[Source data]
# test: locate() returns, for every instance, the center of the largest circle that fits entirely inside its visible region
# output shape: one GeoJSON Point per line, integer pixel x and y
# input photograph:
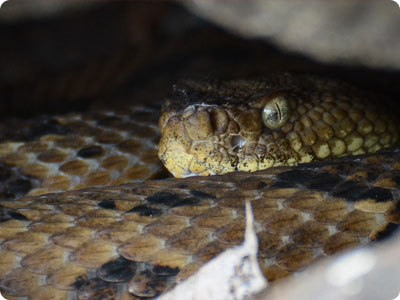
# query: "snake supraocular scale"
{"type": "Point", "coordinates": [136, 240]}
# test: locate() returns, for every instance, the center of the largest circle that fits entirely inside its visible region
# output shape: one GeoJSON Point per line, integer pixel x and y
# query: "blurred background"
{"type": "Point", "coordinates": [63, 55]}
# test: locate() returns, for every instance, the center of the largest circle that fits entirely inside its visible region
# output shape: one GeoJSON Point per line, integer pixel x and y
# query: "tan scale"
{"type": "Point", "coordinates": [307, 128]}
{"type": "Point", "coordinates": [63, 244]}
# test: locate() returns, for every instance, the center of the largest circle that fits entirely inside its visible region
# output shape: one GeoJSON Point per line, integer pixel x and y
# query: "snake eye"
{"type": "Point", "coordinates": [276, 112]}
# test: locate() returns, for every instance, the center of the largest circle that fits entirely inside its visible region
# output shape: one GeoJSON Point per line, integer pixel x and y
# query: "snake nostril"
{"type": "Point", "coordinates": [237, 142]}
{"type": "Point", "coordinates": [219, 120]}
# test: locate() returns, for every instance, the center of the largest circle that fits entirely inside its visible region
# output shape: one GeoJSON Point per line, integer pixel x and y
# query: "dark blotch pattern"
{"type": "Point", "coordinates": [145, 210]}
{"type": "Point", "coordinates": [201, 194]}
{"type": "Point", "coordinates": [187, 201]}
{"type": "Point", "coordinates": [323, 182]}
{"type": "Point", "coordinates": [17, 187]}
{"type": "Point", "coordinates": [5, 173]}
{"type": "Point", "coordinates": [165, 271]}
{"type": "Point", "coordinates": [97, 289]}
{"type": "Point", "coordinates": [379, 194]}
{"type": "Point", "coordinates": [298, 176]}
{"type": "Point", "coordinates": [168, 199]}
{"type": "Point", "coordinates": [387, 232]}
{"type": "Point", "coordinates": [109, 121]}
{"type": "Point", "coordinates": [351, 190]}
{"type": "Point", "coordinates": [17, 216]}
{"type": "Point", "coordinates": [119, 270]}
{"type": "Point", "coordinates": [91, 152]}
{"type": "Point", "coordinates": [108, 204]}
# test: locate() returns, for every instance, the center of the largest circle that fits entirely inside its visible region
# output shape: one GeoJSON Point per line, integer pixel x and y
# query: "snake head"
{"type": "Point", "coordinates": [216, 127]}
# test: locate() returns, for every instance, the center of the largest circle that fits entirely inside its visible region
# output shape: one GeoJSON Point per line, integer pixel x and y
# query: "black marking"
{"type": "Point", "coordinates": [17, 216]}
{"type": "Point", "coordinates": [284, 185]}
{"type": "Point", "coordinates": [108, 204]}
{"type": "Point", "coordinates": [396, 179]}
{"type": "Point", "coordinates": [351, 190]}
{"type": "Point", "coordinates": [298, 175]}
{"type": "Point", "coordinates": [146, 211]}
{"type": "Point", "coordinates": [168, 199]}
{"type": "Point", "coordinates": [187, 201]}
{"type": "Point", "coordinates": [91, 152]}
{"type": "Point", "coordinates": [379, 194]}
{"type": "Point", "coordinates": [109, 121]}
{"type": "Point", "coordinates": [4, 216]}
{"type": "Point", "coordinates": [80, 281]}
{"type": "Point", "coordinates": [118, 270]}
{"type": "Point", "coordinates": [201, 194]}
{"type": "Point", "coordinates": [261, 185]}
{"type": "Point", "coordinates": [17, 187]}
{"type": "Point", "coordinates": [97, 289]}
{"type": "Point", "coordinates": [165, 270]}
{"type": "Point", "coordinates": [387, 232]}
{"type": "Point", "coordinates": [324, 182]}
{"type": "Point", "coordinates": [372, 176]}
{"type": "Point", "coordinates": [5, 173]}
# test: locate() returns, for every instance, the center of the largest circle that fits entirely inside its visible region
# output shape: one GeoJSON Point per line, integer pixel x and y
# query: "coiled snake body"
{"type": "Point", "coordinates": [135, 240]}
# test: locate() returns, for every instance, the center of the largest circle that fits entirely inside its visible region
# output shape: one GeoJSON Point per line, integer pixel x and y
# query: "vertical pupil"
{"type": "Point", "coordinates": [279, 111]}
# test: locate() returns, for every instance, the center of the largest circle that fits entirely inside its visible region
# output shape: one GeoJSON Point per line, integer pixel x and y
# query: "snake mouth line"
{"type": "Point", "coordinates": [206, 129]}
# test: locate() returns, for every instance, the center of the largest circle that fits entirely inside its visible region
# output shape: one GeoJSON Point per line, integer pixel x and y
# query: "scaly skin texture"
{"type": "Point", "coordinates": [136, 240]}
{"type": "Point", "coordinates": [216, 127]}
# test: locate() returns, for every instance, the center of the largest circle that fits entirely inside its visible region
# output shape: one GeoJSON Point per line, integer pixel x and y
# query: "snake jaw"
{"type": "Point", "coordinates": [220, 127]}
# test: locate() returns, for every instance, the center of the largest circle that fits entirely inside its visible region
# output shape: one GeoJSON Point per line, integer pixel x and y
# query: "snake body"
{"type": "Point", "coordinates": [136, 240]}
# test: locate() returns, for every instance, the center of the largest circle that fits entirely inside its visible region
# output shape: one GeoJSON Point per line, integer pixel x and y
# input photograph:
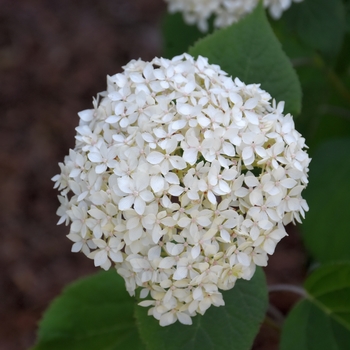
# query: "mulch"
{"type": "Point", "coordinates": [54, 57]}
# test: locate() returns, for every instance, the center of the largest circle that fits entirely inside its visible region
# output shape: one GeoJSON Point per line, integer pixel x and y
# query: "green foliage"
{"type": "Point", "coordinates": [97, 313]}
{"type": "Point", "coordinates": [93, 313]}
{"type": "Point", "coordinates": [233, 326]}
{"type": "Point", "coordinates": [329, 288]}
{"type": "Point", "coordinates": [250, 51]}
{"type": "Point", "coordinates": [322, 321]}
{"type": "Point", "coordinates": [326, 231]}
{"type": "Point", "coordinates": [309, 328]}
{"type": "Point", "coordinates": [320, 24]}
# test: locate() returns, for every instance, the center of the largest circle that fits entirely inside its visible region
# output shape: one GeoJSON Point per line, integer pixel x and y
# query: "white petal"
{"type": "Point", "coordinates": [126, 203]}
{"type": "Point", "coordinates": [155, 157]}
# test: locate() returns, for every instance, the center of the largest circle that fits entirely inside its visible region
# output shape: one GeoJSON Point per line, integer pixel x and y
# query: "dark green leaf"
{"type": "Point", "coordinates": [319, 23]}
{"type": "Point", "coordinates": [308, 328]}
{"type": "Point", "coordinates": [322, 321]}
{"type": "Point", "coordinates": [250, 51]}
{"type": "Point", "coordinates": [93, 313]}
{"type": "Point", "coordinates": [326, 231]}
{"type": "Point", "coordinates": [233, 326]}
{"type": "Point", "coordinates": [329, 289]}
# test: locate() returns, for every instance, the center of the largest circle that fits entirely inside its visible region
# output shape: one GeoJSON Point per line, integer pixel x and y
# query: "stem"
{"type": "Point", "coordinates": [272, 324]}
{"type": "Point", "coordinates": [288, 288]}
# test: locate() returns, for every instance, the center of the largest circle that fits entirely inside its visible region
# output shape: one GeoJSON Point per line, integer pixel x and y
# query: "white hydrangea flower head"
{"type": "Point", "coordinates": [183, 180]}
{"type": "Point", "coordinates": [277, 7]}
{"type": "Point", "coordinates": [225, 12]}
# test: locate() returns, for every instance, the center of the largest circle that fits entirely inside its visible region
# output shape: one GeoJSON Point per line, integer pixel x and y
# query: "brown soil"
{"type": "Point", "coordinates": [54, 56]}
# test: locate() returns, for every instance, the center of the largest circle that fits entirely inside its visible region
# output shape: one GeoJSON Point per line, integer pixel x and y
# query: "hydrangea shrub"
{"type": "Point", "coordinates": [225, 12]}
{"type": "Point", "coordinates": [183, 180]}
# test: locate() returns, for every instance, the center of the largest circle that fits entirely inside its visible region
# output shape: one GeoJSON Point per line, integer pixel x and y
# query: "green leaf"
{"type": "Point", "coordinates": [319, 23]}
{"type": "Point", "coordinates": [250, 51]}
{"type": "Point", "coordinates": [177, 35]}
{"type": "Point", "coordinates": [93, 313]}
{"type": "Point", "coordinates": [233, 326]}
{"type": "Point", "coordinates": [309, 328]}
{"type": "Point", "coordinates": [329, 289]}
{"type": "Point", "coordinates": [326, 230]}
{"type": "Point", "coordinates": [322, 321]}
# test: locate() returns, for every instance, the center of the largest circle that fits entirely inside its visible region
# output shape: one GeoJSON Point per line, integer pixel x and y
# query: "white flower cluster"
{"type": "Point", "coordinates": [225, 12]}
{"type": "Point", "coordinates": [183, 179]}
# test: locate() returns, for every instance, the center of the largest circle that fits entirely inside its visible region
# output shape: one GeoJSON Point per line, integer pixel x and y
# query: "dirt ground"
{"type": "Point", "coordinates": [54, 56]}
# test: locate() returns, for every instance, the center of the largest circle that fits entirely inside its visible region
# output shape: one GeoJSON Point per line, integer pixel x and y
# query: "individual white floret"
{"type": "Point", "coordinates": [182, 179]}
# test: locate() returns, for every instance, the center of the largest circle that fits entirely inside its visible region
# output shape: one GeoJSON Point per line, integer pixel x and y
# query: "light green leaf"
{"type": "Point", "coordinates": [93, 313]}
{"type": "Point", "coordinates": [326, 230]}
{"type": "Point", "coordinates": [322, 321]}
{"type": "Point", "coordinates": [308, 328]}
{"type": "Point", "coordinates": [233, 326]}
{"type": "Point", "coordinates": [320, 24]}
{"type": "Point", "coordinates": [250, 51]}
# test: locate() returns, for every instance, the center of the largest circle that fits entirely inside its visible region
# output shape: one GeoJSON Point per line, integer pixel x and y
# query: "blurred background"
{"type": "Point", "coordinates": [54, 57]}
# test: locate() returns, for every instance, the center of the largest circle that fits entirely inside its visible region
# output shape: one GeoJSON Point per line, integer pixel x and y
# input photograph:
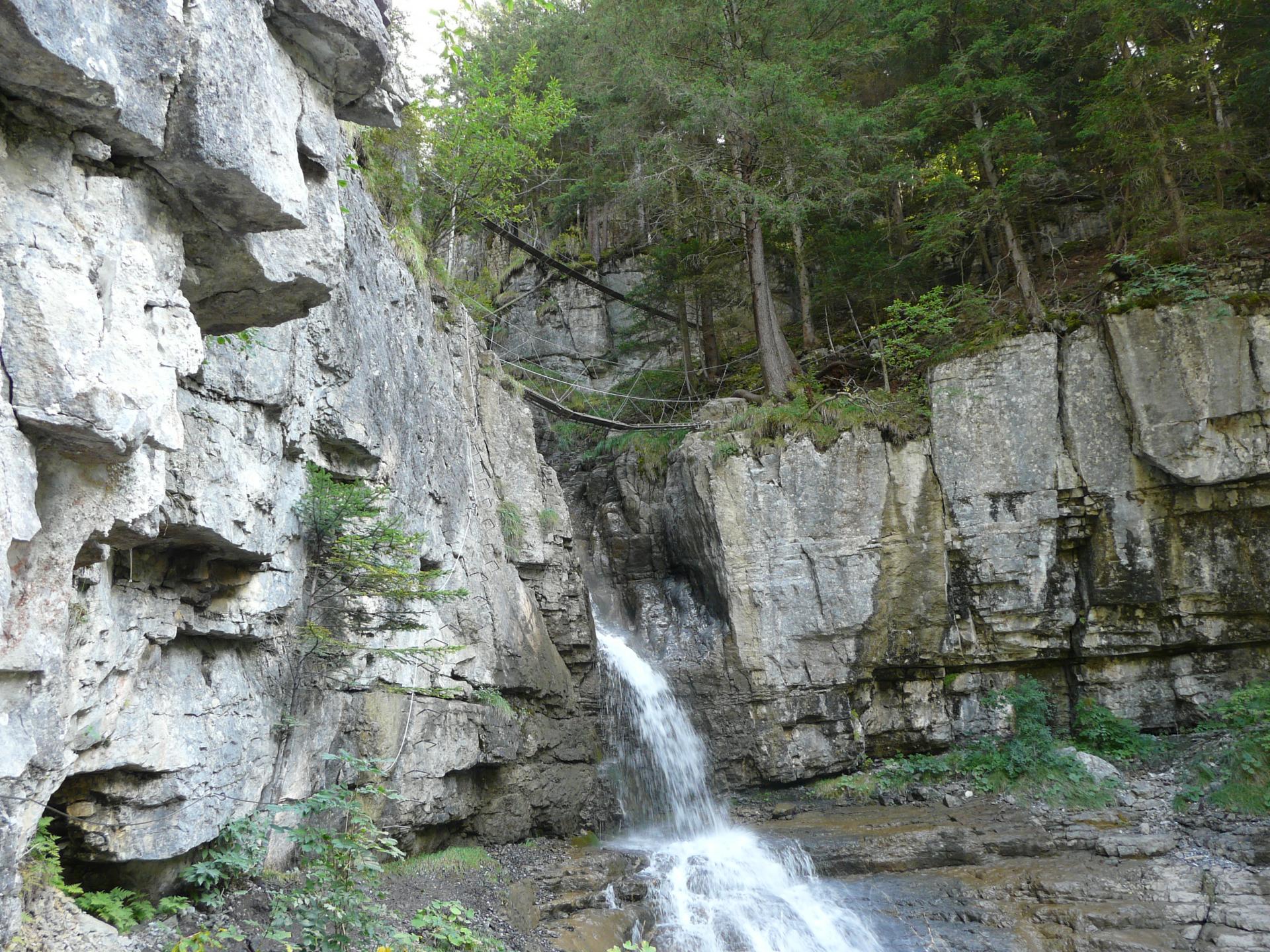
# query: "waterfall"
{"type": "Point", "coordinates": [718, 888]}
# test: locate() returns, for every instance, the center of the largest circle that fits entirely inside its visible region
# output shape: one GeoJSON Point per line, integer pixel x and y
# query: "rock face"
{"type": "Point", "coordinates": [1091, 510]}
{"type": "Point", "coordinates": [171, 172]}
{"type": "Point", "coordinates": [571, 329]}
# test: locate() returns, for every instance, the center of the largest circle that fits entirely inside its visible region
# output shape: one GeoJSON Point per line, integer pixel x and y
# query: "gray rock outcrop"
{"type": "Point", "coordinates": [168, 177]}
{"type": "Point", "coordinates": [1089, 509]}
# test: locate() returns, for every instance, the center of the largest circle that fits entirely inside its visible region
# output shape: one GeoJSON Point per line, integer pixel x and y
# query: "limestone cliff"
{"type": "Point", "coordinates": [1091, 510]}
{"type": "Point", "coordinates": [175, 171]}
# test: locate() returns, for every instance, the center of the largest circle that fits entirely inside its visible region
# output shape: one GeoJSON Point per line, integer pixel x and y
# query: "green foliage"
{"type": "Point", "coordinates": [651, 448]}
{"type": "Point", "coordinates": [1238, 776]}
{"type": "Point", "coordinates": [334, 902]}
{"type": "Point", "coordinates": [121, 908]}
{"type": "Point", "coordinates": [511, 522]}
{"type": "Point", "coordinates": [724, 450]}
{"type": "Point", "coordinates": [493, 698]}
{"type": "Point", "coordinates": [447, 927]}
{"type": "Point", "coordinates": [208, 939]}
{"type": "Point", "coordinates": [359, 549]}
{"type": "Point", "coordinates": [243, 340]}
{"type": "Point", "coordinates": [465, 150]}
{"type": "Point", "coordinates": [1150, 286]}
{"type": "Point", "coordinates": [1029, 761]}
{"type": "Point", "coordinates": [42, 865]}
{"type": "Point", "coordinates": [446, 861]}
{"type": "Point", "coordinates": [549, 520]}
{"type": "Point", "coordinates": [1105, 734]}
{"type": "Point", "coordinates": [237, 853]}
{"type": "Point", "coordinates": [365, 580]}
{"type": "Point", "coordinates": [821, 416]}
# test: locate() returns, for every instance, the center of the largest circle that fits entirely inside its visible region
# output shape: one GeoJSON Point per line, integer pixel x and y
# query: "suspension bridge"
{"type": "Point", "coordinates": [643, 397]}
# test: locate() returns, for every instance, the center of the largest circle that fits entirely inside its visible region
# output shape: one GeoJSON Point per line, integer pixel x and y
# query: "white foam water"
{"type": "Point", "coordinates": [718, 888]}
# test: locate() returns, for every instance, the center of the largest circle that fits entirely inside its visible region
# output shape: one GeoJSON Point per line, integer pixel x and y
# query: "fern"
{"type": "Point", "coordinates": [121, 908]}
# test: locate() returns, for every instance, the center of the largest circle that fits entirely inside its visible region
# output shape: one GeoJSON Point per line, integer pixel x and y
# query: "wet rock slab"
{"type": "Point", "coordinates": [995, 876]}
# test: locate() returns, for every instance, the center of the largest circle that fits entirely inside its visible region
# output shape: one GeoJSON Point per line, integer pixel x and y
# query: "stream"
{"type": "Point", "coordinates": [716, 887]}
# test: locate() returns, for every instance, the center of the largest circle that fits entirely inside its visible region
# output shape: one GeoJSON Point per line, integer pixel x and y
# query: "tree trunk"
{"type": "Point", "coordinates": [898, 234]}
{"type": "Point", "coordinates": [640, 214]}
{"type": "Point", "coordinates": [685, 338]}
{"type": "Point", "coordinates": [709, 339]}
{"type": "Point", "coordinates": [1023, 273]}
{"type": "Point", "coordinates": [774, 352]}
{"type": "Point", "coordinates": [1173, 190]}
{"type": "Point", "coordinates": [804, 286]}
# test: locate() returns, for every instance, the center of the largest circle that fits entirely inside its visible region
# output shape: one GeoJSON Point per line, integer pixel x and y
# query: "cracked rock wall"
{"type": "Point", "coordinates": [168, 175]}
{"type": "Point", "coordinates": [1093, 510]}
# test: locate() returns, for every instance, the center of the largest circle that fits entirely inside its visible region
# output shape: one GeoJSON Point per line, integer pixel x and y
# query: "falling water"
{"type": "Point", "coordinates": [718, 888]}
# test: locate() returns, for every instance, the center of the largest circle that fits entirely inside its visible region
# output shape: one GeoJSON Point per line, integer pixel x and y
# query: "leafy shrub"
{"type": "Point", "coordinates": [237, 853]}
{"type": "Point", "coordinates": [448, 859]}
{"type": "Point", "coordinates": [1150, 286]}
{"type": "Point", "coordinates": [335, 903]}
{"type": "Point", "coordinates": [208, 939]}
{"type": "Point", "coordinates": [42, 865]}
{"type": "Point", "coordinates": [652, 450]}
{"type": "Point", "coordinates": [511, 521]}
{"type": "Point", "coordinates": [822, 416]}
{"type": "Point", "coordinates": [1103, 733]}
{"type": "Point", "coordinates": [494, 698]}
{"type": "Point", "coordinates": [1238, 777]}
{"type": "Point", "coordinates": [1029, 761]}
{"type": "Point", "coordinates": [121, 908]}
{"type": "Point", "coordinates": [448, 927]}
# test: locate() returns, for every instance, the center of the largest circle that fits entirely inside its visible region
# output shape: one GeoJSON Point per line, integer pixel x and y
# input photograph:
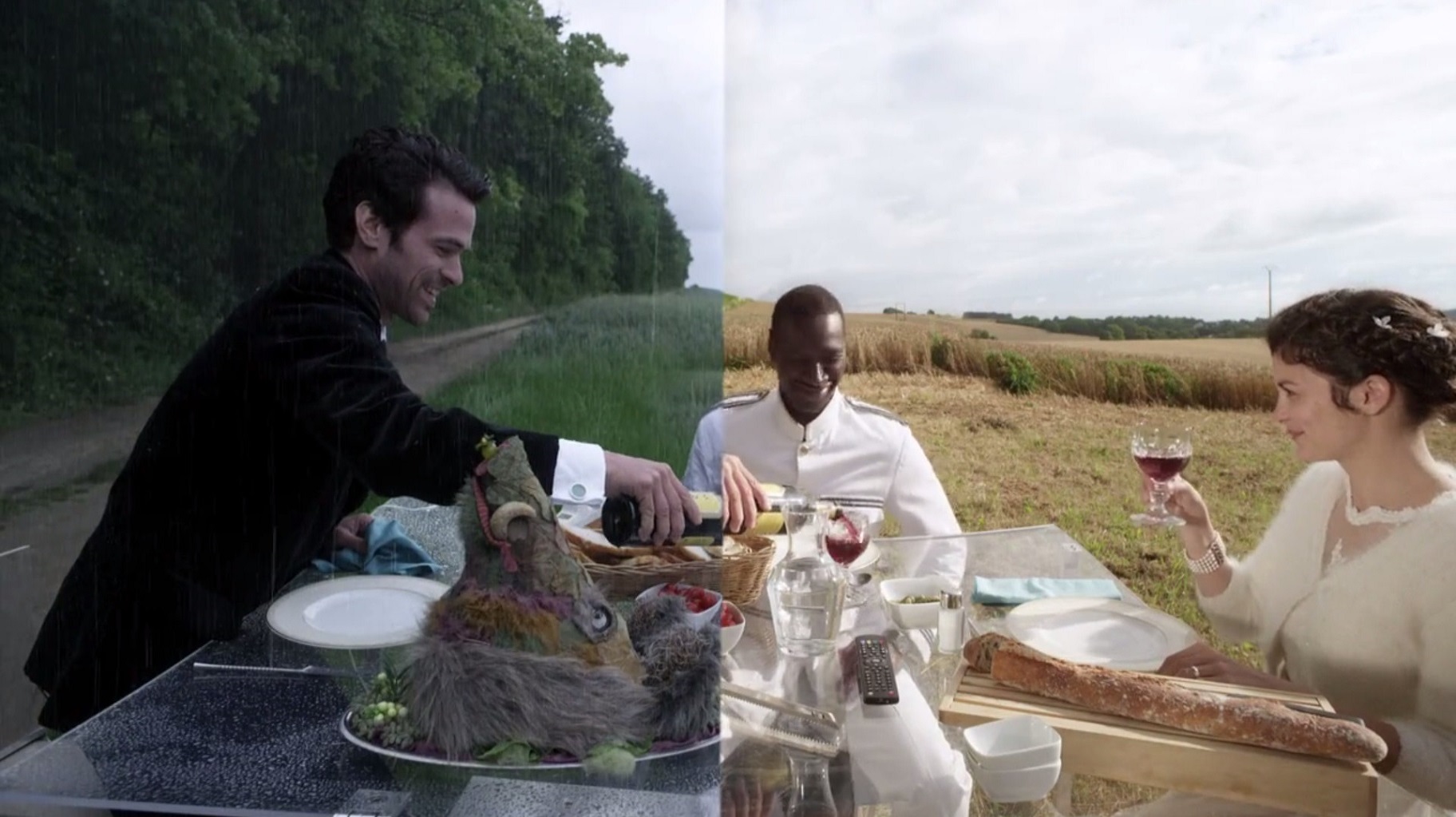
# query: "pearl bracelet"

- [Work instructions]:
Please show each line from the entries above that contains the word "flower", copied in full.

- [Exercise output]:
# query: "white hydrangea flower head"
# query: "white flower cluster"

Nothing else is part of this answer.